● **Task statement**: Transcribe each line exactly.

● **Information provided**:
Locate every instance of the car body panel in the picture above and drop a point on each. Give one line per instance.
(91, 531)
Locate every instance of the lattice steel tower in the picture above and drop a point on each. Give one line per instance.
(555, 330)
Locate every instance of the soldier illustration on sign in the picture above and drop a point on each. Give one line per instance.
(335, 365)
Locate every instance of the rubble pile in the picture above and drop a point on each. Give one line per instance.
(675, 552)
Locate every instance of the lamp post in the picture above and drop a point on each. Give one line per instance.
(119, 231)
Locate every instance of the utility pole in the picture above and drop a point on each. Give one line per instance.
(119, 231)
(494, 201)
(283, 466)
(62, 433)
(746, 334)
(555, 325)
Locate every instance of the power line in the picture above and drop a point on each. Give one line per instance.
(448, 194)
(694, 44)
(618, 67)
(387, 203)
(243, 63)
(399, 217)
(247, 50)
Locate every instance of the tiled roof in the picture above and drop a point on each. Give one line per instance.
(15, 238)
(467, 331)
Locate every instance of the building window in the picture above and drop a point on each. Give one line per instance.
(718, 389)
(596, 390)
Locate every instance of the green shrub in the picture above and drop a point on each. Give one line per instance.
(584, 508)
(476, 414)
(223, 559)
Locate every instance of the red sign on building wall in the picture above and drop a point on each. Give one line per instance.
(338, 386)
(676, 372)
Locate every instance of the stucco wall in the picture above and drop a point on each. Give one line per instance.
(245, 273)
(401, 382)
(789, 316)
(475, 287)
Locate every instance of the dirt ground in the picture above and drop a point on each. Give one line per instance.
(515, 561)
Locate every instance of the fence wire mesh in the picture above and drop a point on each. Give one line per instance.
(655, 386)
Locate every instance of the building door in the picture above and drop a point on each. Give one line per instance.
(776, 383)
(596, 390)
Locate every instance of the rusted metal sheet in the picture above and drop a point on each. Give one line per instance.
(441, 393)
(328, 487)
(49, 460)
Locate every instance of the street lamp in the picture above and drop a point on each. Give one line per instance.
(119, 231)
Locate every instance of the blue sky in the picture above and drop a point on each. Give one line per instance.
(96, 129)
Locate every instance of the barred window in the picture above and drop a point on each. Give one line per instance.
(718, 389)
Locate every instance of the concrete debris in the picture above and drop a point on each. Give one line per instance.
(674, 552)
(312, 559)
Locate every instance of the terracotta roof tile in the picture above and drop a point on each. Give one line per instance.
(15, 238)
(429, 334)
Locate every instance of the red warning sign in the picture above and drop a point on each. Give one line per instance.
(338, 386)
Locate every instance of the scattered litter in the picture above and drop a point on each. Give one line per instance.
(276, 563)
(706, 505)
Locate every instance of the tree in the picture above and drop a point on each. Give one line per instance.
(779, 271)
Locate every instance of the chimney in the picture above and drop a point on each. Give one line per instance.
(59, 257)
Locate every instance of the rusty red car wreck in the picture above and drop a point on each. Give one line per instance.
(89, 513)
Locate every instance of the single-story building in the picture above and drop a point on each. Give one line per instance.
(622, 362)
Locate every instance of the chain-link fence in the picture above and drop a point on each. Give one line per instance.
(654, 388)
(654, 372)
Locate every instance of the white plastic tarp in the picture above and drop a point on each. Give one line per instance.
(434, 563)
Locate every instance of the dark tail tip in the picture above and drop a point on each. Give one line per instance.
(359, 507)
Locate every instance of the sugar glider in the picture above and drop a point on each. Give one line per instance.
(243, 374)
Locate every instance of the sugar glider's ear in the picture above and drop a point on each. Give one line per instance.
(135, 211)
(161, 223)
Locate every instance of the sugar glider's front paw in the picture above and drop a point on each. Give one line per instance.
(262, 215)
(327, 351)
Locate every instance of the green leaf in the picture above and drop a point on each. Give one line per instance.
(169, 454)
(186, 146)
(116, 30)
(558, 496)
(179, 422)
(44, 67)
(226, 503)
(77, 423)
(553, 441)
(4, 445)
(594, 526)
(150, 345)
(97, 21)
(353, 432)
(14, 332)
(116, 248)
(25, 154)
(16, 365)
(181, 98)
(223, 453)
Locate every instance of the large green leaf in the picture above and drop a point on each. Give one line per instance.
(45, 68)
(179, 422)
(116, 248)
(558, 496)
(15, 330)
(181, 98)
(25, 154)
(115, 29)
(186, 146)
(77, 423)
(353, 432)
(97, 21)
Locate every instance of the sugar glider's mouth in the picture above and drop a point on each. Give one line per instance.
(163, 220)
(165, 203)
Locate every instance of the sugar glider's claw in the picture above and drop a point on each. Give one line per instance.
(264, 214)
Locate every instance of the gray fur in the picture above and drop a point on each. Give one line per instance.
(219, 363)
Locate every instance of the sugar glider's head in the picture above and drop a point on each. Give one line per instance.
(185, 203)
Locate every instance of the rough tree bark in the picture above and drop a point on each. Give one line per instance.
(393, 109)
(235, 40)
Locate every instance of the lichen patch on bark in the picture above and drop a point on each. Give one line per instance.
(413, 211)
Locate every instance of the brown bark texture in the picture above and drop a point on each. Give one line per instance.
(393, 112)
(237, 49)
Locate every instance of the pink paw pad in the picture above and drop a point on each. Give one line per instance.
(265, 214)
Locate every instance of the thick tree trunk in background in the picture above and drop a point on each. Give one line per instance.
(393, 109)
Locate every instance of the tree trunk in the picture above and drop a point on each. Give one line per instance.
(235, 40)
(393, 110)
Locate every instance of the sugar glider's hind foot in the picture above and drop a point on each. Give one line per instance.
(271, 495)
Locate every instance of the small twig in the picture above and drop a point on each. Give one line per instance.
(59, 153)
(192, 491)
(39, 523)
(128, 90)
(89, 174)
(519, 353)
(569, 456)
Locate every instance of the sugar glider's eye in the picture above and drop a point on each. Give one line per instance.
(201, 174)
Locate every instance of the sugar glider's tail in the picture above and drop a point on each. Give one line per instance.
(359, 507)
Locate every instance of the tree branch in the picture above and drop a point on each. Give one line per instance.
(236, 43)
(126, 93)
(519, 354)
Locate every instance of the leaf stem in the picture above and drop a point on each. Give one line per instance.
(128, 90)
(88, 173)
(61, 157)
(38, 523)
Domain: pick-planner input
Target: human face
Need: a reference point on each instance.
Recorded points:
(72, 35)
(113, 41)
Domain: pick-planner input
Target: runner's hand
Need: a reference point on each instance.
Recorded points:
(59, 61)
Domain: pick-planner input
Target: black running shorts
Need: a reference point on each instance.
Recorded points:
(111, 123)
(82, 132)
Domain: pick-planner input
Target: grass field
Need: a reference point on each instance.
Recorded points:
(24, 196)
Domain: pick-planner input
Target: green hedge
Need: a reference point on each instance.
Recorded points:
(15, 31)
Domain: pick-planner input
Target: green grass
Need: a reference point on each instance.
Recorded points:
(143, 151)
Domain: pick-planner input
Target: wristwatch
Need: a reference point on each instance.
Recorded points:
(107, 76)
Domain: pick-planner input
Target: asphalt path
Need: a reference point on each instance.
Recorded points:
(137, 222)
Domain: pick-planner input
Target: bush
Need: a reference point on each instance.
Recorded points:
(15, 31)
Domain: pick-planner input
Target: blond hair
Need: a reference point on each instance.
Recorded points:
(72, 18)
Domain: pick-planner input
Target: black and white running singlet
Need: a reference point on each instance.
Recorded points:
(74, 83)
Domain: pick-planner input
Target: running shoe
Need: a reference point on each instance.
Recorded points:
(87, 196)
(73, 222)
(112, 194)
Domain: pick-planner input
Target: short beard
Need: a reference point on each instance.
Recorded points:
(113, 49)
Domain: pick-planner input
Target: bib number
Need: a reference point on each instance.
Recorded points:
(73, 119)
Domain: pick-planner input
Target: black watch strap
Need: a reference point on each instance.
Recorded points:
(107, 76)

● **The result**:
Locate every instance of the car body panel in the picture above and drop a point on each. Give one line per instance.
(91, 531)
Locate every instance of the lattice steel tower in the picture above and drop a point on each. Give one line per instance.
(555, 330)
Locate every instance of the soldier illustration on sign in the picture above and drop a point on each. Give one line per instance.
(335, 365)
Locate every instance of the rubble pile in the picture above and drop a point on each. Give one line per instance.
(675, 552)
Locate every instance of the lamp post in the picture above and drop a point on each. Give one line per instance.
(119, 231)
Locate every instance of the utility pole in the picture above and drop a point on each. Give one line per instance.
(119, 231)
(494, 201)
(283, 466)
(62, 433)
(746, 334)
(555, 325)
Locate every instance of the power line in the picture above and drop a point on each. Give one line per instance.
(448, 194)
(694, 44)
(618, 67)
(387, 203)
(243, 63)
(399, 217)
(247, 50)
Locate every instance of the tiled roof in the picture above and drop a point on each. Give one line per instance.
(15, 238)
(467, 331)
Locate every instance of the building window in the picture above and drop a point on each. Give one line per instance.
(718, 389)
(596, 390)
Locate every instance of the green shrub in the picture above and drop a point on each. Give one line per instance.
(584, 508)
(476, 414)
(223, 559)
Locate every instance of the red sign on building wall in the picture above and drop a point on each. Give one line per instance.
(338, 386)
(676, 372)
Locate every instance of the stucco wall in the picture above and drop a point on each. Give one line per instance.
(245, 273)
(401, 382)
(789, 316)
(475, 287)
Locate every instance of the dirt ground in the picture above and drop a point on each. Give one line per instance.
(515, 561)
Locate every instance of the fence wire mesh in the picture above and drop a point on each. Give one line per instance.
(655, 386)
Locate every instance of the building door in the picture above and drop a point on each. Give one line per instance.
(776, 383)
(596, 390)
Locate every instance of the rusted metal sheet in the picture above and drop a point on each. Give one line per instance.
(441, 393)
(328, 487)
(49, 460)
Locate every instance of the street lamp in the picture above and drop a point on each. Give one line per instance.
(119, 231)
Locate every instance of the blue sky in the picture above and drop a point on each. Give one line per instance.
(96, 129)
Locate every instance of the barred window in the picture above and drop a point on each. Give one line per instance.
(718, 389)
Locate every instance of the concrete debris in the picture above and drop a point on each. Give one line per instance.
(674, 552)
(312, 559)
Locate every instance of the terracotta roof tile in the picture above and drop a point on each. Give one line per instance.
(15, 238)
(429, 334)
Locate every instance of the red warning sign in the picture above and drop a point on each. Give one line per instance.
(338, 386)
Locate every instance of the scattered litter in the picture above and drop a point on each. Give one line per instance.
(276, 563)
(706, 505)
Locate every instance of the tree in the picture above and drop a point on each. Give one line per instance.
(779, 271)
Locate every instance of the chimney in the picture above and drop a point on each. Give one line per instance.
(59, 257)
Locate every instance of the rusty red car wreck in the picture above and drop a point on each. Give one line per instance.
(89, 513)
Locate every instance of the single-story building in the picture above and drop a point on each. Give one line per instance.
(622, 362)
Locate every instance of the chain-link fence in the picture above and drop a point on each. Give one line per instance.
(654, 388)
(654, 372)
Locate every instance of the white plastic tarp in the picture above and drop a point on each. Give one line per instance.
(434, 563)
Locate every instance of the dark tail tip in the picture above and drop a point on each. Give one line per instance.
(359, 507)
Locate every instance of the sugar glider in the picture above and drop a point on each. Give one line per instance.
(243, 374)
Locate every instance of the sugar glider's ear in the picture above and drop a point on each. Give one line per instance.
(135, 211)
(161, 223)
Locate every instance of the sugar glider's front paw in the picture above and drop a point on each. Give one line per instance.
(262, 215)
(327, 351)
Locate every instance of the green leaf in the picture above and drop a point on each. Give one line per instance.
(169, 454)
(186, 146)
(116, 30)
(558, 496)
(179, 422)
(44, 67)
(226, 503)
(77, 423)
(553, 441)
(4, 445)
(594, 526)
(150, 345)
(97, 21)
(353, 432)
(14, 332)
(116, 248)
(25, 154)
(16, 365)
(181, 98)
(223, 453)
Locate every instance of the large green leaf in the picture above and drop a point on each. Give one line per instance.
(45, 68)
(179, 422)
(116, 248)
(558, 496)
(15, 330)
(181, 98)
(25, 154)
(115, 29)
(186, 146)
(77, 423)
(353, 432)
(97, 21)
Locate every instance of the sugar glider's mouth in the picture above and drop a point on each. Give one line per instance.
(163, 220)
(165, 203)
Locate every instance of the sugar glider's claw in the picture above and drop a point on each. Give one line per instance.
(264, 214)
Locate every instance of the gray fur in the picture above and drop a point on each. Give one line per instance.
(219, 363)
Locate every instance of the sugar glider's head in the picture above and drop a point on each. Give one line per instance.
(185, 203)
Locate every instance of the rough tree bark in the picture above and drop a point on each. Give one line per instance.
(393, 109)
(235, 40)
Locate every instance of the lichen patch on bark in the picture above and drop a point on each. Give one line per instance.
(413, 211)
Locate every instance of the brown bark texture in the picture above and drop a point on each. Give one line per instance.
(393, 112)
(237, 49)
Locate every instance of the pink paw pad in the picture above and drop a point on each. Give one line per instance.
(265, 214)
Locate every instance of the thick tree trunk in background in the picture above and drop a point on each. Give one line per instance.
(393, 109)
Locate every instance of the tree trunk in the picture above and drop a point on each. Give one line per instance.
(235, 40)
(393, 110)
Locate every instance of the sugar glider's hind foot in the picture above and drop a point on each. Give one line per instance.
(271, 495)
Locate every instance of the small twig in the picture above and drop a point on each. Give one line per instance.
(59, 153)
(192, 491)
(39, 523)
(128, 90)
(89, 174)
(519, 353)
(569, 456)
Locate every instance of the sugar glider's eye in the picture above and drop a point on each. Give one line per instance.
(201, 174)
Locate every instance of the sugar glider's tail in the picture above and drop a point on each. Give one line per instance.
(359, 507)
Locate every instance of the tree branch in the picture above and drop a point on each. Give one line per instance.
(236, 43)
(126, 93)
(519, 354)
Locate every instance of the leaf stem in the picture above and drop a point on each. Give one line per instance.
(128, 90)
(88, 173)
(61, 157)
(38, 523)
Domain: pick-planner input
Target: human face
Need: a reference point on each instance.
Recorded points:
(72, 35)
(113, 41)
Domain: pick-planner input
Target: runner's hand
Need: a reference point on each instance.
Recorded points:
(59, 61)
Domain: pick-planner input
Target: black running shorts
Need: a reference point on each instance.
Recorded points:
(111, 123)
(82, 132)
Domain: pick-planner input
Target: grass field
Need: a reference point on each instance.
Recorded points:
(24, 196)
Domain: pick-planner input
Target: green hedge
Need: a reference point on each instance.
Recorded points:
(15, 31)
Domain: pick-planner input
Target: green grass
Need: a reference point on each instance.
Recorded points:
(143, 151)
Domain: pick-planner input
Target: wristwatch
Need: a reference point on each instance.
Recorded points:
(107, 76)
Domain: pick-planner input
Target: asphalt path
Need: a reference point on each instance.
Recorded points:
(137, 222)
Domain: pick-planner input
Target: bush
Need: a reference point on each instance.
Recorded points:
(15, 31)
Domain: pick-planner input
Target: blond hair
Need: a reference point on each instance.
Recorded points:
(72, 18)
Domain: pick-planner input
Target: black and white running singlet
Need: a reference point on each instance.
Recorded points:
(74, 83)
Domain: pick-planner input
Target: running shoe
Need: a reference point on each instance.
Recorded points:
(87, 196)
(73, 222)
(112, 194)
Domain: pick-planner input
Target: short beard
Need: a reference point on each instance.
Recorded points:
(113, 49)
Domain: pick-planner input
Target: bib number
Need: a reference point on each instance.
Recorded points:
(73, 119)
Domain: pick-planner input
Target: black watch strap
Need: a reference point on each instance.
Recorded points:
(107, 76)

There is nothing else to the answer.